# [WHAT THIS TASK INVOLVES]
Write the data out again exactly and in full.

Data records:
+++

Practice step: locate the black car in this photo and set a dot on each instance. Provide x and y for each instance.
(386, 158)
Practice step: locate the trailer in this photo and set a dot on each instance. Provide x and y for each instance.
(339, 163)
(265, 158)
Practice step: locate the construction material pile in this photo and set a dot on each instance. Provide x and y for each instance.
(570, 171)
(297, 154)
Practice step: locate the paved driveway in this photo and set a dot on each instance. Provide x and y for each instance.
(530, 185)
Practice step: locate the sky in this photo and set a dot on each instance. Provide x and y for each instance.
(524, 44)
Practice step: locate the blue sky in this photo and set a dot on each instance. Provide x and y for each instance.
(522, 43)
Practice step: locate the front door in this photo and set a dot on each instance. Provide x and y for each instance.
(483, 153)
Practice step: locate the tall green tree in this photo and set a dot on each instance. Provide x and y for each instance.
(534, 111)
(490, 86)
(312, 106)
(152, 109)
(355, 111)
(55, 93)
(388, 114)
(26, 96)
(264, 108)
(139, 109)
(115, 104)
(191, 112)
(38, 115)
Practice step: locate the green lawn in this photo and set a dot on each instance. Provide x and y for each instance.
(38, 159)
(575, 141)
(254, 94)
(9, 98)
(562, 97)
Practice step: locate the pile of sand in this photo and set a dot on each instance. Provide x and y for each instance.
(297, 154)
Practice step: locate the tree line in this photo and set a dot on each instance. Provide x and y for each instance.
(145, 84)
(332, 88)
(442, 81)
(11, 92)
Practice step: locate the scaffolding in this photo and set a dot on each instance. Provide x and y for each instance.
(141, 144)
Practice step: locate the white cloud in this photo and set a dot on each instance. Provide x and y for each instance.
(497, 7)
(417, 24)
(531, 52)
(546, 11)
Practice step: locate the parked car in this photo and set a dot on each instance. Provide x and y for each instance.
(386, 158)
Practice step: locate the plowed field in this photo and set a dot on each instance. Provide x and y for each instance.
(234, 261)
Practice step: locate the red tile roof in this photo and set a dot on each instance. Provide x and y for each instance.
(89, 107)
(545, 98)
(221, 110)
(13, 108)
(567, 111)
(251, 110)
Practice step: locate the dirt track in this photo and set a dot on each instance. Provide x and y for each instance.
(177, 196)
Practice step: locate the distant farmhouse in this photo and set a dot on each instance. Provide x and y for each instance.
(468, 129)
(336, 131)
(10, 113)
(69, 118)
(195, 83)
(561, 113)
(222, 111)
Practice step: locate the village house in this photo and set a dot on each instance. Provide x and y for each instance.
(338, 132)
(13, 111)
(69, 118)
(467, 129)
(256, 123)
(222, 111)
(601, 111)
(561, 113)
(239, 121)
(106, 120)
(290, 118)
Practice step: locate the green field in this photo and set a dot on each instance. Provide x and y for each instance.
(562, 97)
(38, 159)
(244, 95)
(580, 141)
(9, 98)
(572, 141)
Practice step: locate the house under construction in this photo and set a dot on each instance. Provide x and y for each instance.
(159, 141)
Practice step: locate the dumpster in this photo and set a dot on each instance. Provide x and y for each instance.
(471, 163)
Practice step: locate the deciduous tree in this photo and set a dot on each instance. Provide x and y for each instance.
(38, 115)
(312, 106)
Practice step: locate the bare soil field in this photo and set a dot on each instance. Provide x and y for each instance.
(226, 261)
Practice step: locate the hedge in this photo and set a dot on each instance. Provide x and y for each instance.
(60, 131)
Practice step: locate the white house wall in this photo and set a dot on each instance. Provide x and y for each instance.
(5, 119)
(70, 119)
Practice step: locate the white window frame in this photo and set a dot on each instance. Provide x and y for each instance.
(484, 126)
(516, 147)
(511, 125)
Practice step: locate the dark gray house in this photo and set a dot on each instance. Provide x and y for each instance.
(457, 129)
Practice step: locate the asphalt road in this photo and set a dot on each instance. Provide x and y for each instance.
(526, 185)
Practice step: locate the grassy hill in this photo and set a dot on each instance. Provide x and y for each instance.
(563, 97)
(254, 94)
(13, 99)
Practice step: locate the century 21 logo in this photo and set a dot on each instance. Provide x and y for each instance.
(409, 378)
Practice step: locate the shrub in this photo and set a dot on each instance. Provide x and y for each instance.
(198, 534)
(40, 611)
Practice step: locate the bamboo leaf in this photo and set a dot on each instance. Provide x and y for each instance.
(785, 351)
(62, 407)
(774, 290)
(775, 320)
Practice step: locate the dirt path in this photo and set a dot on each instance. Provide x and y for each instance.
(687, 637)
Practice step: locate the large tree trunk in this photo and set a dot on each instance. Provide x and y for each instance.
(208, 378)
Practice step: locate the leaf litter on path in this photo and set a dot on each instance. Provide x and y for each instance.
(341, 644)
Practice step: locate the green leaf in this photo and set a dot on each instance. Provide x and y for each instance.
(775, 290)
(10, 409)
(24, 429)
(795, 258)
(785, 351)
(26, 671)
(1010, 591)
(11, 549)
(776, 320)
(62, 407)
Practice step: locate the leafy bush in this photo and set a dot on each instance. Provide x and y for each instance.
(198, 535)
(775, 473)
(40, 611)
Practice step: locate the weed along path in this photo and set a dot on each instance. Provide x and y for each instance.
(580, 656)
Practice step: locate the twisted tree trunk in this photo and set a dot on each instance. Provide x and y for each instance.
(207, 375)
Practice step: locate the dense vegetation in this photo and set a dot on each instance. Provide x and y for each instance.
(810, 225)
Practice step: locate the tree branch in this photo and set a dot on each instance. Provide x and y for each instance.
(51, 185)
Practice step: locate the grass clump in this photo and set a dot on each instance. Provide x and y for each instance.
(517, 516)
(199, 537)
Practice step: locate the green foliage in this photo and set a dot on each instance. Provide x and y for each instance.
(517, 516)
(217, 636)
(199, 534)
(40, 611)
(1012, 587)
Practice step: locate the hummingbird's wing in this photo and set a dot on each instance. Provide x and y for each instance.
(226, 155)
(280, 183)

+++

# [ANSWER]
Practice step: locate the black car in this photo and set a dot on each instance. Provide x and y for each instance.
(386, 158)
Practice step: locate the trailer in this photo and set a dot on each instance. Provide x and y for each instance.
(339, 163)
(265, 158)
Practice step: locate the construction material pile in this photo and set a dot on each instance. Provide x and y for each instance.
(570, 171)
(297, 154)
Practice step: locate the paved driveway in this photo and set a dot on each instance. Provide x and y for each instance.
(530, 185)
Practice step: locate the sky in this photo and set a dot on each instance. Provide x and y for each instance.
(524, 44)
Practice step: locate the blue sky in this photo and set a dot on each instance. Provide x and y for each instance.
(522, 43)
Practice step: locate the front door in this photo and set a dot on each instance. Provide x and y for each instance.
(483, 153)
Practice step: locate the tall green tree in this photo and set a dot on each instance. Provide x and y for each instance.
(534, 111)
(490, 86)
(312, 106)
(152, 109)
(355, 111)
(55, 93)
(388, 114)
(26, 96)
(264, 108)
(139, 109)
(115, 104)
(191, 112)
(38, 115)
Practice step: locate the green lawn in this photo and set a dot on each instance. Provide x and y for each instance.
(38, 159)
(575, 141)
(254, 94)
(9, 98)
(562, 97)
Practice step: locate the pile of sand in this photo and set a dot on each instance. Provide x and y for each instance.
(297, 154)
Practice step: locate the tree line in this photo and set a dot on each instance. Provide x and y for each instance.
(145, 84)
(332, 88)
(442, 81)
(11, 92)
Practice step: locate the scaffolding in this photo and set a dot on each instance. Provide x and y for each instance.
(141, 144)
Practice step: locate the white cloud in this photo and set a dot on each instance. Provide x and y for each instance.
(497, 7)
(417, 24)
(531, 52)
(546, 11)
Practice step: locate the parked car in this photo and set a dot on each instance. Provide x and y for each instance.
(386, 158)
Practice step: locate the plowed field in this photo and set a dot on each instance. Provide x and y for each instance.
(234, 261)
Practice step: locate the red tile roof in this photo and set a dot on each instance. Provide x and y for each instance.
(89, 107)
(545, 98)
(221, 110)
(13, 108)
(567, 111)
(251, 110)
Practice step: locate the dirt track in this photo and set a dot on each instance. Provide x and y for each instance.
(177, 196)
Practice step: locate the distant farmhouse in this photo and set a dot on each instance. Provide x and y for each instance.
(468, 129)
(336, 131)
(10, 113)
(69, 118)
(195, 83)
(561, 113)
(222, 111)
Practice step: locate the village house in this photo and set a dot on each instance. Provide x and y for each instance.
(338, 132)
(13, 111)
(69, 118)
(467, 129)
(256, 123)
(222, 111)
(601, 111)
(561, 113)
(239, 121)
(106, 120)
(290, 118)
Practice step: locate the green field in this photo and set a dot on each instance. Provide x and y for each instance.
(562, 97)
(38, 159)
(244, 95)
(580, 141)
(9, 98)
(572, 141)
Practice step: locate the house under construction in this photo and set a dot on each instance. Provide x and y for each instance.
(159, 141)
Practice step: locate the dumpster in this photo and set a dot on each instance. Provide x and y for each instance.
(471, 163)
Practice step: locate the deciduous tree in this photo and set a dot on each instance. Provide x and y for each instance.
(38, 115)
(312, 106)
Practice step: locate the bare soil field in this photo and set a dot on each instance. Provide x and y for each instance.
(226, 261)
Practice step: locate the hedge in this photo and set a dot on each instance. Provide x and y for each instance.
(60, 131)
Practice step: locate the white house wall in this photo and set a dot on each instance. Provide x and y for each instance.
(5, 119)
(70, 119)
Practice step: locate the white window frame in this photo and set a dot on each instance. Provide x and y for each instance.
(484, 126)
(516, 147)
(511, 125)
Practice step: locate the dark gray house in this photo and set a dot on each instance. Provide x and y for each instance.
(457, 129)
Practice step: locate the asphalt road in this photo and set a dot on each instance. Provide x and y for each instance.
(526, 185)
Practice step: locate the grassy hill in this photo and set a dot on each instance. Provide x and y for each instance.
(563, 97)
(254, 94)
(13, 99)
Practice step: locate the century 21 logo in this photo and set a dot on each instance. Provide x and y for each instance.
(409, 378)
Practice step: locate the shrub in this photo and set a dot on each instance. Provide x and y for each instance.
(198, 534)
(40, 611)
Practice step: locate the bamboo leaf in this photo and set a dot on each instance. Provide x and y for each instance.
(785, 351)
(62, 407)
(774, 290)
(775, 320)
Practice step: locate the dirt path in this photo and set a dot on each instance. Provide x and y for each instance.
(687, 637)
Practice step: locate the large tree trunk in this photo and set a dot on each instance. Provide x and y for each instance.
(208, 378)
Practice step: locate the leaf litter on path in this photo and set a dot on each instance. Provide x and y for each instance.
(341, 644)
Practice step: locate the green leaf in this photo and set a dot on each instance. Provide x and y for each instance.
(775, 290)
(10, 409)
(24, 429)
(795, 258)
(785, 351)
(26, 671)
(1010, 591)
(11, 549)
(776, 320)
(62, 407)
Practice step: locate the leafy bush in this photo and set a dot on each instance. Provide x and y for each instance.
(198, 535)
(775, 473)
(40, 611)
Practice step: locate the weed along path in this photo and set a dot on each instance. Provide x and y for each instance.
(580, 656)
Practice step: locate the twisted tree trunk in this photo and set a dot on each instance. Provide x and y for each instance.
(207, 375)
Practice step: locate the dense vegetation in this photo and set a dot on each instance. Provide x and y for each instance.
(810, 225)
Practice step: locate the tree branch in this photo and set a dot on each instance. Provide x and y for each instance.
(51, 185)
Practice step: locate the grass clump in this photo and set a dot on each instance. Provide x and y for each instance.
(517, 516)
(199, 537)
Practice step: locate the green foliage in this photo and set a dot on each instance. Provide x and y for each instance.
(517, 516)
(217, 636)
(199, 534)
(40, 611)
(1012, 587)
Practice step: locate the hummingbird's wing in this photo and set a dot on each instance. Provide x and y for each instance.
(226, 155)
(280, 183)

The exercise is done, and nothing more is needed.